* **Direction A**
In the text on estimating early childhood program costs, what term is used for nonoutlay costs?
* **Direction B**
Print the part of the text on estimating early childhood program costs that starts at "Costs are the" and ends at "and in life.".

Tab 5.1 Estimating the costs of an early childhood development program Tab 5.1 Estimating the costs of an early childhood development program



Costs are the value of resources used by a process of transformation in a system. A system is an interconnected set of diverse parts (components) subject to a common plan or serving a common purpose. A system takes an input (or inputs) and transforms it into an output (or outputs). An ECCD program can be viewed as a system composed of administrators, caregivers, educators, health personnel, cooks, buildings, materials, food, utilities, transportation, and so on. These components are combined and directed by economic and social rules. The common purpose that unites these parts is providing services to improve children's physical and psychosocial development and thus to increase their chances of success in school and in life.

The child (input) enters the ECCD program (the system) and after a period of time is transformed into a healthier and more developed child (output) than if the child had not participated in the program. This transformation has a positive impact not only on the child but also on the family, the community, the economy, and the larger society for many years to come.1

As this transformation system is assembled and put into operation, it incurs costs. The cost of each of the components of the system is the number of units of this component used in a given period, multiplied by the unit price. For example, the cost of crayons is the number of crayons used during the period, multiplied by their unit price. Similarly, the cost of teachers in the system is the number of teachers (or, more precisely, teacher-time used during the year), multiplied by their salary. For budgetary reasons costs are usually referred to on an annual basis. In estimating the costs of an ECCD program it is important to distinguish between the costs of an establishment, or center, and the costs of an ECCD system, which can be either national or regional (table 5.1).

Table 5.1  An illustrative cost table for a center
Component Number Unit cost Total cost
Personnel     
Administrators     
Supervisors     
Caregivers     
Educators     
Nurses     
Service workers     
Volunteers     
Food     
Materials     
Supplies     
Utilities     
Rent     
Transport     

In estimating the costs of an ECCD system there is a tendency to include only the costs that are registered in accounting records that can be audited—actual expenditures by cash, check, or promissory note. But these types of costs, sometimes called outlay costs, often omit components of the system that represent a cost to society in making them available and that may well have to be paid for as an outlay if the program is replicated in another environment. For example, the donation by a local church of the use of a building normally will not show up in accounting records as an outlay. But it nevertheless represents a cost to the community, which forgoes the opportunity to use that space to, for example, train unemployed youth. Moreover, if a new center is opened in a neighborhood where no donated space is available, the center would have to pay rent for the space. Because expanding ECCD systems is a major concern, that is a strong reason for reckoning such nonoutlay costs of ECCD programs. These nonoutlay costs, referred to as imputable costs, should be included in cost data for most uses, regardless of who bears the costs.

* **Records of labeled points**
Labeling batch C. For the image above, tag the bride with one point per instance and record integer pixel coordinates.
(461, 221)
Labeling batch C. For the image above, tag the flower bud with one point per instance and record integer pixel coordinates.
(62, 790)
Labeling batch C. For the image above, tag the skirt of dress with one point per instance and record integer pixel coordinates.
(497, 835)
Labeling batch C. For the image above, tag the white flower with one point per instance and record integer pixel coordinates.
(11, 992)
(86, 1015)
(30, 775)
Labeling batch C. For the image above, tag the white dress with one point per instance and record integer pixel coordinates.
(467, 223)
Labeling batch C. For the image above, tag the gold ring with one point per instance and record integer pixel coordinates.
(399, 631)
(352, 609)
--
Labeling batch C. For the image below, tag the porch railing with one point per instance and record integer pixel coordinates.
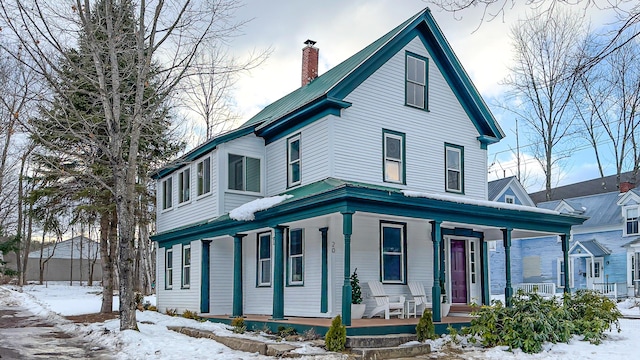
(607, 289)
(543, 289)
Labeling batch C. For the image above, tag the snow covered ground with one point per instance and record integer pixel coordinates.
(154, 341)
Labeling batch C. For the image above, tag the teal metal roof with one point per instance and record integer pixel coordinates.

* **Written answer A**
They are called imputable costs.

* **Written answer B**
Costs are the value of resources used by a process of transformation in a system. A system is an interconnected set of diverse parts (components) subject to a common plan or serving a common purpose. A system takes an input (or inputs) and transforms it into an output (or outputs). An ECCD program can be viewed as a system composed of administrators, caregivers, educators, health personnel, cooks, buildings, materials, food, utilities, transportation, and so on. These components are combined and directed by economic and social rules. The common purpose that unites these parts is providing services to improve children's physical and psychosocial development and thus to increase their chances of success in school and in life.